#### Prompt:
Transcribe verbatim the span of lines that opens with the line containing "Target: rocky terrain" and closes with the last line of the data below.
* * *
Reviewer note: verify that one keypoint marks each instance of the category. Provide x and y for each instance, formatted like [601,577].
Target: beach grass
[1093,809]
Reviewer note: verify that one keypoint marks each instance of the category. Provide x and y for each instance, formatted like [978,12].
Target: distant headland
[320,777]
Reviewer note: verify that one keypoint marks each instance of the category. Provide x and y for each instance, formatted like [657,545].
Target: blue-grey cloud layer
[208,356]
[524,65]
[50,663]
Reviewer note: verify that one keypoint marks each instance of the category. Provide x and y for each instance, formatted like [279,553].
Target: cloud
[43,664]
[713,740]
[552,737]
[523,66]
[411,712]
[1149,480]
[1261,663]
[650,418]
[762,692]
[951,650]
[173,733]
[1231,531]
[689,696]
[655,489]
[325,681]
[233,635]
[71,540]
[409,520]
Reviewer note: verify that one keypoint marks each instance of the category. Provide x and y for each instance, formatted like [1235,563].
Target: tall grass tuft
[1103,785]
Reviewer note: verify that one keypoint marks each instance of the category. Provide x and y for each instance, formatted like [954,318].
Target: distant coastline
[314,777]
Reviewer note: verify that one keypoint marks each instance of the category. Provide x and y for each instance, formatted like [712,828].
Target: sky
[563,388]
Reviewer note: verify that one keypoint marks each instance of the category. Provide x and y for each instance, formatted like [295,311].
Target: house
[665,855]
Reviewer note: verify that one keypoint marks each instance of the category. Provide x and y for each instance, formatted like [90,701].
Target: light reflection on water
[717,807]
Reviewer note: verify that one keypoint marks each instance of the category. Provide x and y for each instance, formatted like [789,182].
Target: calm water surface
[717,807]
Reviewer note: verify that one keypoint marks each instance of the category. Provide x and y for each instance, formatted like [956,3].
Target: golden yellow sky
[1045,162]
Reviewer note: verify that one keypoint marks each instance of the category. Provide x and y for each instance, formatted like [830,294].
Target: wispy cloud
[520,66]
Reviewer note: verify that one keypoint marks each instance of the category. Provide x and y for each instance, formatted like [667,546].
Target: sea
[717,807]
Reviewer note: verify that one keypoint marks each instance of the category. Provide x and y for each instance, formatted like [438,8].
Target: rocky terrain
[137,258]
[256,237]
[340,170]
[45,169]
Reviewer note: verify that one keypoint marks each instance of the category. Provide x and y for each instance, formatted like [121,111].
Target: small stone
* * *
#### Task response:
Target: rocky terrain
[137,258]
[256,237]
[340,170]
[45,169]
Reviewer note: verify that one keypoint marks each instance of the category. Provide x and y for each instance, formatted like [121,111].
Target: small stone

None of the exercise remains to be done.